##### PASSAGE FOR REVIEW
Friday, June 7, 2013

★ ★ ★ ★

Late to the dinner party watching the very solid NBC series "Hannibal." Still three episodes to go, so no spoilers.

The show is skillfully crafted at just about every level. The orchestration of its "workplace drama" approach to creating the backstory of Lector and Graham, who at this early stage are colleagues, enables their by-play as a mutual-admiration team of agitated crime-solvers. It would be fun to think of Hugh Dancy as an Aspie Watson to Mads Mikkelson's super-elegant, flesh-eating Holmes, but in practice the characters and the amount of screen time they receive are carefully balanced. Neither is sidekick to the other.
##########
##### EXTRACTED INFORMATION
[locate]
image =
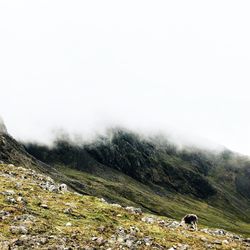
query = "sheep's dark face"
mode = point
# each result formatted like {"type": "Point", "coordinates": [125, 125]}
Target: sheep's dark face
{"type": "Point", "coordinates": [191, 219]}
##########
▶ **PROBLEM SET**
1) In the "Hannibal" review, repeat word for word the passage from "Late to the" to "to the other.".
2) According to the "Hannibal" review, how many episodes does the writer still have left to watch?
3) Write the next part of the "Hannibal" review, picking up after its last sentence.
The listing has nothing to do with the review of the TV series "Hannibal."

▶ **TASK RESULTS**
1)
Late to the dinner party watching the very solid NBC series "Hannibal." Still three episodes to go, so no spoilers.

The show is skillfully crafted at just about every level. The orchestration of its "workplace drama" approach to creating the backstory of Lector and Graham, who at this early stage are colleagues, enables their by-play as a mutual-admiration team of agitated crime-solvers. It would be fun to think of Hugh Dancy as an Aspie Watson to Mads Mikkelson's super-elegant, flesh-eating Holmes, but in practice the characters and the amount of screen time they receive are carefully balanced. Neither is sidekick to the other.

2) Three episodes.

3)
I like the fact that show is made in a continually overcast Canada, the nation that supplied the crucial drizzly atmosphere of the early seasons of "The X-Files." Also the fact that it's being produced in European-style 13-episodes seasons, which mandates tight, padding-free storytelling with a clear arc. It's consistently clever. There are images and situations that resonate with earlier installments of the Lector saga, such as a the glass-walled asylum cells introduced in "Silence of the Lambs," this time inhabited by a special guest psychopath played by a puffy Eddie Izzard.

Show's not in a hurry to reveal Lector's secret to the other characters. This gives the central wary friendship between Will and Hannibal some of the will-they-or-won't-they tension of a rom com crime show like "Castle." We fear, as fans of that show did, that when the true character of the relationship emerges, a lot the fizz will fizzle away.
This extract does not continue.